▸ **GIVEN INSTRUCTION A**:
Answer these questions about the sample-size paper, one per line:
(i) Which academic year does the target population come from?
(ii) What technique was applied to draw a sample from each stratum?
(iii) What letter can label the effect size?

*** PAGE ***

OPTIMIZING THE SAMPLE SIZE FOR FIXED COST VIA CLUSTER SAMPLING: A UNIVERSITY OF NAMIBIA CASE STUDY
Isak Neema
Statistics Department, University of Namibia, Namibia
Abstract
In this paper, we have considered the problem of optimizing the sample size when the cost involved in the data collection process is fixed. The target population constitutes the population of students residing in the campus residence (hostels) at the University of Namibia (UNAM) main campus during the 2002 academic year. A stratification sampling method was employed to divide the residents into strata and then apply a systematic sampling technique in drawing a sample from each stratum.
Keywords: Optimum sample size, sampling cost, stratification and proportional allocation
1. Introduction
At the very beginning of the planning stage of a statistical investigation the question of the magnitude of the sample size
according to Thompson (1992) forms a very critical aspect of the study, especially in the case where the population of interest is stratified. In particular, questions such as how big should the sample size be or how many units of the population should be sampled from each stratum
dominate the early stages of the sampling process. However the
estimation of the sample size prior to the research undertaking requires the postulation of an effect size that may be related to a correlation, an f-value, or a non-parametric test. In the procedure implemented here the effect is the difference between two means or proportions respectively. Therefore the effect size which can be labelled as 'd' is mostly subjective due to the fact that it presents the difference that the researcher or practitioner wants to discover as well as the difference that one may find to be relevant.On the other hand, the cost involved in the data collection process could also affect the size of the sample drawn from the strata since in many cases the cost is fixed to a certain amount. As a result, there is a need to incorporate the information concerning the cost of obtaining information from various strata when calculating the total sample size. Therefore in this paper we describe the process involved as
well as the calculation for obtaining the optimum sample size from the population of students residing in the campus residence (hostels) at the University of Namibia (UNAM) main campus during the 2002 academic year. In particular the data used in this paper were obtained from a study by Neema (2003) on the resident student perceptions of on-campus living and study environments at UNAM and their relation to academic performance.

***

▸ **GIVEN INSTRUCTION B**: Count the lines of the records below that contain the string "canopy", and give only that number.

*** MATERIAL PROVIDED ***

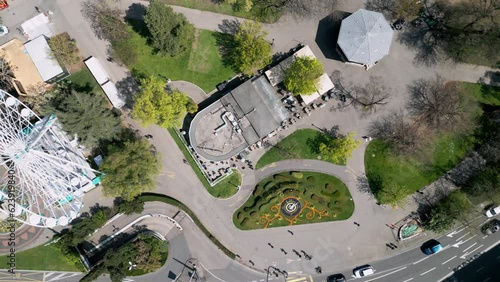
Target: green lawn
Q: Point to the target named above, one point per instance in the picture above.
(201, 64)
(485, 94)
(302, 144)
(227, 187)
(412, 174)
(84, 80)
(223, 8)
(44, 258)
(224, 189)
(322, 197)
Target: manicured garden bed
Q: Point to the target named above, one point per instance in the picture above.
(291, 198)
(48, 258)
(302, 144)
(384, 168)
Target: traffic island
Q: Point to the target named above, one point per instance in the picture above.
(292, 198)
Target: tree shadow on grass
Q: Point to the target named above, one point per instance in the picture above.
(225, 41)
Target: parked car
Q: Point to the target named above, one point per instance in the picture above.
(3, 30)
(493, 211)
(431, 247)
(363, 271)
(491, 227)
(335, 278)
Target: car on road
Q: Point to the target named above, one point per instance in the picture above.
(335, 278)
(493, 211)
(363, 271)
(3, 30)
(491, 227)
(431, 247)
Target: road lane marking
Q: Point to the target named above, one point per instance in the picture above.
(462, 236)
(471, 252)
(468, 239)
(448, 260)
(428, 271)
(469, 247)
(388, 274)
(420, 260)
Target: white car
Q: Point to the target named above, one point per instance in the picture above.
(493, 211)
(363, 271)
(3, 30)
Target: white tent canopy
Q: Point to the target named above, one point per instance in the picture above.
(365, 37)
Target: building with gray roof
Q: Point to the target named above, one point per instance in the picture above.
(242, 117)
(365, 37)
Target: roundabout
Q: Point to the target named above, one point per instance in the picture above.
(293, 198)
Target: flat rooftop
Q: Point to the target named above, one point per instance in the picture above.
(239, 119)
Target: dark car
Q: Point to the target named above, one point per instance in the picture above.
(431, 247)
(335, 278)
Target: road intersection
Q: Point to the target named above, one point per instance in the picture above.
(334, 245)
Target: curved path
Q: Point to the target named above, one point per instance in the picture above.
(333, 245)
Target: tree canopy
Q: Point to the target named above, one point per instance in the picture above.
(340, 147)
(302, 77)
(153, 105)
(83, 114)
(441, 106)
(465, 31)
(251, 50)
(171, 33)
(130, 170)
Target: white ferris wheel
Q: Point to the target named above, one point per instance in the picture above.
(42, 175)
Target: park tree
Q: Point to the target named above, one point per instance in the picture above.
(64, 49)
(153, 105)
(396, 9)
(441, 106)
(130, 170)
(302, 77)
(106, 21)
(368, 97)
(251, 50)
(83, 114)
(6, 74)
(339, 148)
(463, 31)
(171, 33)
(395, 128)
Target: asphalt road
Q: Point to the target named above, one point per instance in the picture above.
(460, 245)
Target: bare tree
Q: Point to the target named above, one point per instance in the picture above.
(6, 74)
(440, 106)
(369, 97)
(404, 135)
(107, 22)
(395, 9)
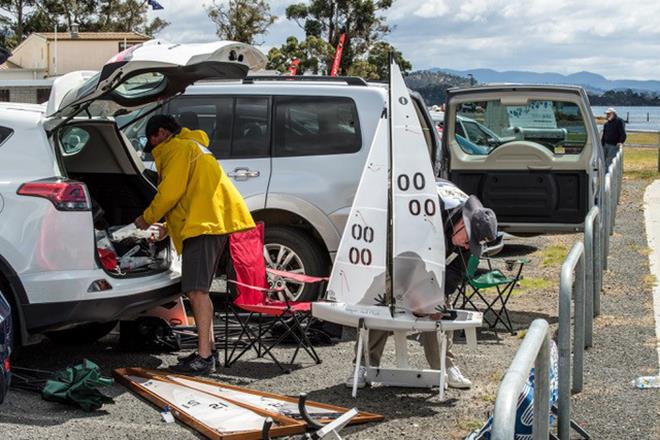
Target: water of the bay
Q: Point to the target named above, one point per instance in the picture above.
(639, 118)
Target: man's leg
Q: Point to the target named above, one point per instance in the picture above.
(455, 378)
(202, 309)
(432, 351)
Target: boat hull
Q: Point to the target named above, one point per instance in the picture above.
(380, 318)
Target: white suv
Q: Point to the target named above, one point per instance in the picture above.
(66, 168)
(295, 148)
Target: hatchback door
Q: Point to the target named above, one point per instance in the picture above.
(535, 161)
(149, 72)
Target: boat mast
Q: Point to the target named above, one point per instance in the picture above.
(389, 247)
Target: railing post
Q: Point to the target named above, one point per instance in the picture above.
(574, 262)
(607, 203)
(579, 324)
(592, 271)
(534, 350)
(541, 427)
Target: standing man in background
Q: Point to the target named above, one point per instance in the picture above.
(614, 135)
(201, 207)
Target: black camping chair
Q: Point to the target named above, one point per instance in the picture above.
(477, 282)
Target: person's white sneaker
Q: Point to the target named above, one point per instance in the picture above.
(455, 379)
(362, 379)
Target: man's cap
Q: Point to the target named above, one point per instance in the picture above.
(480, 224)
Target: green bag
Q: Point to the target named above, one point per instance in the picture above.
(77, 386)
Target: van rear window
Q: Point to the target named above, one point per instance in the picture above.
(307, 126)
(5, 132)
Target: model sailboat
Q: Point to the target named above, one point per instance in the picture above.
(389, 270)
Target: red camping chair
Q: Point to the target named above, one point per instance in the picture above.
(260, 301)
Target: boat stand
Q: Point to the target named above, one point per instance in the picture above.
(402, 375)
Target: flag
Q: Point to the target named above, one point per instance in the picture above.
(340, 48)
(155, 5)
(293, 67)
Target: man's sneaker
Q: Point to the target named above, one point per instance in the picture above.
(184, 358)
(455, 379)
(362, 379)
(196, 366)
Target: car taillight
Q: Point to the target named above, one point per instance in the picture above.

***

▸ **FULL ANSWER A**:
(i) The 2002 academic year
(ii) Systematic sampling
(iii) d

▸ **FULL ANSWER B**: 2